• _TASK ITEM_
Every entry here needs to be repeated exactly.

• _EXTRACTED INFORMATION_
····················

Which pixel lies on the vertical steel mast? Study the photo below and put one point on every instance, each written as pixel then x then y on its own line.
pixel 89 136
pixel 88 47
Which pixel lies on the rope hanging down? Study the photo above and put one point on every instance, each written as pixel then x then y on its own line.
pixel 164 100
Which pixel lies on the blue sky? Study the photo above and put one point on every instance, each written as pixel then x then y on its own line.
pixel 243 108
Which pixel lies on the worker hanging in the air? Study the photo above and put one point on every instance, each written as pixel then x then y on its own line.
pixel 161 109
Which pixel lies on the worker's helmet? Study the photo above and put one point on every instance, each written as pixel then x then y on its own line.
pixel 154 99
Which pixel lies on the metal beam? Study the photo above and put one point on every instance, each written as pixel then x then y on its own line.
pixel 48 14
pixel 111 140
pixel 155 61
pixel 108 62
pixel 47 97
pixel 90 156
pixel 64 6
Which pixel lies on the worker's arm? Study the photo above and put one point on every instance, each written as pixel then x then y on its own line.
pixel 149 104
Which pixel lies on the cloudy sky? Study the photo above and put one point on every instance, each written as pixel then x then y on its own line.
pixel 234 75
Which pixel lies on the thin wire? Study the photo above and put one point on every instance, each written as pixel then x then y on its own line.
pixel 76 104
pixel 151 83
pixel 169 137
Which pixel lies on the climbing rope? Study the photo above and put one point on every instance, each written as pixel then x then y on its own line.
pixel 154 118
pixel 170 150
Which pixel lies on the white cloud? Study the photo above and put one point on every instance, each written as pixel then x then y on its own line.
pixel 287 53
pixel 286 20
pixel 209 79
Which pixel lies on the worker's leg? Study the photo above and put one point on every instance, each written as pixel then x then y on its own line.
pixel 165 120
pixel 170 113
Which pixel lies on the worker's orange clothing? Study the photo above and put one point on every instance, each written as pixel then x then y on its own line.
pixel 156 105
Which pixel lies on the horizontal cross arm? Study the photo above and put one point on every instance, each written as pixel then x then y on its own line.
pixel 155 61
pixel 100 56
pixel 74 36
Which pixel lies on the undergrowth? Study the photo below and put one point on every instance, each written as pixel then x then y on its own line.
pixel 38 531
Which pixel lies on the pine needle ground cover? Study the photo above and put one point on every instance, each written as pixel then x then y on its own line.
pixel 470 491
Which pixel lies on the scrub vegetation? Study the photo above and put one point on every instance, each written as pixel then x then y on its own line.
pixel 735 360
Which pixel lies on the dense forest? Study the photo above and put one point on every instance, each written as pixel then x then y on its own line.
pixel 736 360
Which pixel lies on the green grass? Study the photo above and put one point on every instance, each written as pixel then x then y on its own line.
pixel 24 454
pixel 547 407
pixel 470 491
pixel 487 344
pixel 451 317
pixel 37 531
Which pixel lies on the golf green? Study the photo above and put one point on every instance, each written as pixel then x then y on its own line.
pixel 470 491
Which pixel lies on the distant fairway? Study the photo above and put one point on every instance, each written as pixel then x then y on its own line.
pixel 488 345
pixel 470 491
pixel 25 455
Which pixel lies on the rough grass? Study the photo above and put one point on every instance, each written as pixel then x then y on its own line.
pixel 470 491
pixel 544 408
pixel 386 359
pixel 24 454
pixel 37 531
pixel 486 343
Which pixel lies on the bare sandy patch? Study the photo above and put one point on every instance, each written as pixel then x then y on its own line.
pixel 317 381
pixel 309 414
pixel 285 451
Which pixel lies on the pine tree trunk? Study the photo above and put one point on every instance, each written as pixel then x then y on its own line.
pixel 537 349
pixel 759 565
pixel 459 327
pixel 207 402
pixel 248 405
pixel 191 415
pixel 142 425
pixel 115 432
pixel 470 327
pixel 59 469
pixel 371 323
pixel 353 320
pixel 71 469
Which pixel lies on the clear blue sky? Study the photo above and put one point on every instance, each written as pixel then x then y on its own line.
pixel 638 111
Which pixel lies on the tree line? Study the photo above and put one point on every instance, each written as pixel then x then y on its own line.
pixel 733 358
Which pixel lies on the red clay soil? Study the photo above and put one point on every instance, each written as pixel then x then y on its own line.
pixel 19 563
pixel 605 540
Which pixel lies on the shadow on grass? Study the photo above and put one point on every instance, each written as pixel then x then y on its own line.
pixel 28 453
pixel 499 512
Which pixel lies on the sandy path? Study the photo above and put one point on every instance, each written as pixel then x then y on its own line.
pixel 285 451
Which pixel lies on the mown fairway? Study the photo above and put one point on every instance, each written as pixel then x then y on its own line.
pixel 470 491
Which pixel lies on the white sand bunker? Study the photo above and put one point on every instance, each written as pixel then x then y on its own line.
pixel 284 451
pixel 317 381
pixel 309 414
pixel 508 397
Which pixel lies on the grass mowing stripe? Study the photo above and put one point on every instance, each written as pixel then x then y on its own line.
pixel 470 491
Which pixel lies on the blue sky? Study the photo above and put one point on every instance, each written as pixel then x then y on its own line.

····················

• _RESULT OF THE EXERCISE_
Which pixel lies on the vertical steel mast? Study the photo below and put one point on every instance, each written as pixel then x then y on its own line.
pixel 89 136
pixel 88 47
Which pixel lies on the rope hanging down? Study the photo above and put one point on every instance, each written as pixel then x then y on its own line.
pixel 164 100
Which pixel lies on the blue sky? Study the photo above and put one point on every instance, each written as pixel then x then y on its own line.
pixel 243 108
Which pixel lies on the worker hanging in the air? Study the photo above and put one point on every instance, each written as pixel then x then y on its own line.
pixel 161 109
Which pixel lies on the worker's helmet? Study the photo above and put one point on every instance, each written as pixel then x then y on its own line.
pixel 154 99
Which pixel lies on the metal beam? Study the photo above and put one point on every instance, each written as pixel then x then y on its own line.
pixel 48 14
pixel 111 140
pixel 155 61
pixel 108 62
pixel 47 97
pixel 90 156
pixel 64 6
Which pixel lies on the worker's arm? Study the photo above and put one point on every instance, each written as pixel then x then y on its own line.
pixel 149 104
Which pixel lies on the cloudy sky? Study the photo above and put one point on every instance, each written as pixel then x then y on its own line.
pixel 234 75
Which pixel lies on the thin wire? Study the photo above and put one point on every instance, each written as pixel then x then y on its own line.
pixel 76 104
pixel 151 83
pixel 169 137
Which pixel lies on the climbing rope? Study the photo above and put one point on every instance, each written as pixel then x then y on its own line.
pixel 154 118
pixel 170 150
Which pixel lies on the white cloud? Study the photo above and put one point on every instance, each written as pixel then x then y on its own line.
pixel 287 53
pixel 286 20
pixel 209 79
Which pixel lies on the worker's leg? Study the photo above and put one point on every instance, each written as pixel then x then y on its own line.
pixel 165 120
pixel 170 113
Which pixel lies on the worker's orange clothing? Study the photo above and put one point on every instance, each written as pixel then x then y on its own line.
pixel 156 105
Which pixel lies on the horizontal cross arm? Study the photo above and put one point on every instance, each written as pixel then x then y on its own line.
pixel 155 61
pixel 100 56
pixel 74 36
Which pixel lies on the undergrowth? Study the photo below and put one point on every instance, each written as pixel then x then y on its own line.
pixel 38 531
Which pixel lies on the pine needle ground cover? Study the photo above and put one point on every instance, each written as pixel then x then y on its own line.
pixel 470 491
Which pixel lies on the scrub vegetation? Study the photo above and put one point on every instance, each written as pixel then x then y on its own line.
pixel 735 360
Which pixel lies on the dense forest? Study the photo above and put one point on every instance, each written as pixel then x then y on its own line.
pixel 736 360
Which pixel lies on the green grass? Study the photo above and put one point on every instance, each written as pixel then x then y on its own line.
pixel 24 454
pixel 547 407
pixel 470 491
pixel 487 344
pixel 451 317
pixel 37 531
Which pixel lies on the golf green? Study the photo above and put one point on every instance, each written as pixel then x then y on its own line.
pixel 470 491
Which pixel lies on the distant fairway? Study the photo above and put one point on every instance, each written as pixel then x then y on its own line.
pixel 488 345
pixel 470 491
pixel 25 455
Which pixel lies on the rough grass? Study the photo above and put one point on every instance, each written as pixel then x then y on its own line.
pixel 470 491
pixel 544 408
pixel 386 359
pixel 24 454
pixel 37 531
pixel 486 343
Which pixel lies on the bare sandy patch? Study the photo above and put one point on every instance, each written as pixel then x then y on its own line.
pixel 317 381
pixel 309 414
pixel 285 451
Which pixel lies on the pine tree trunk? Study the photo above and put one point on every instance, each written as pixel then x then y on its own line.
pixel 537 349
pixel 759 565
pixel 459 327
pixel 207 402
pixel 248 405
pixel 191 415
pixel 142 425
pixel 115 432
pixel 470 327
pixel 59 469
pixel 371 323
pixel 353 320
pixel 71 469
Which pixel lies on the clear blue sky? Study the photo above and put one point on every instance, each written as pixel then x then y on its own line.
pixel 638 111
Which pixel lies on the tree line? Study the photo above and put one point on every instance, each written as pixel then x then y on its own line.
pixel 733 358
Which pixel lies on the red clay soil? Study the photo above and put one point on every instance, each written as pixel then x then y on its own line.
pixel 19 563
pixel 605 540
Which pixel lies on the shadow on grass? Study the photo above and put one point on every instance, each written as pixel then x then y on its own line.
pixel 28 453
pixel 499 512
Which pixel lies on the sandy path? Study the photo above and put one point on every instance, each written as pixel then x then y on its own line.
pixel 285 451
Which pixel lies on the mown fairway? Study the photo above and put one point on every instance, each written as pixel then x then y on its own line.
pixel 470 491
Which pixel lies on the white sand bunker? Study the photo above and put one point on every instance, each written as pixel then x then y on its own line.
pixel 284 451
pixel 317 381
pixel 309 414
pixel 508 397
Which pixel lies on the grass mowing stripe? Study the photo above and put one point on every instance, each written as pixel then x then y on its own line.
pixel 470 491
Which pixel lies on the blue sky? Study the photo above and put one point on every instance, each written as pixel then x then y on its own line.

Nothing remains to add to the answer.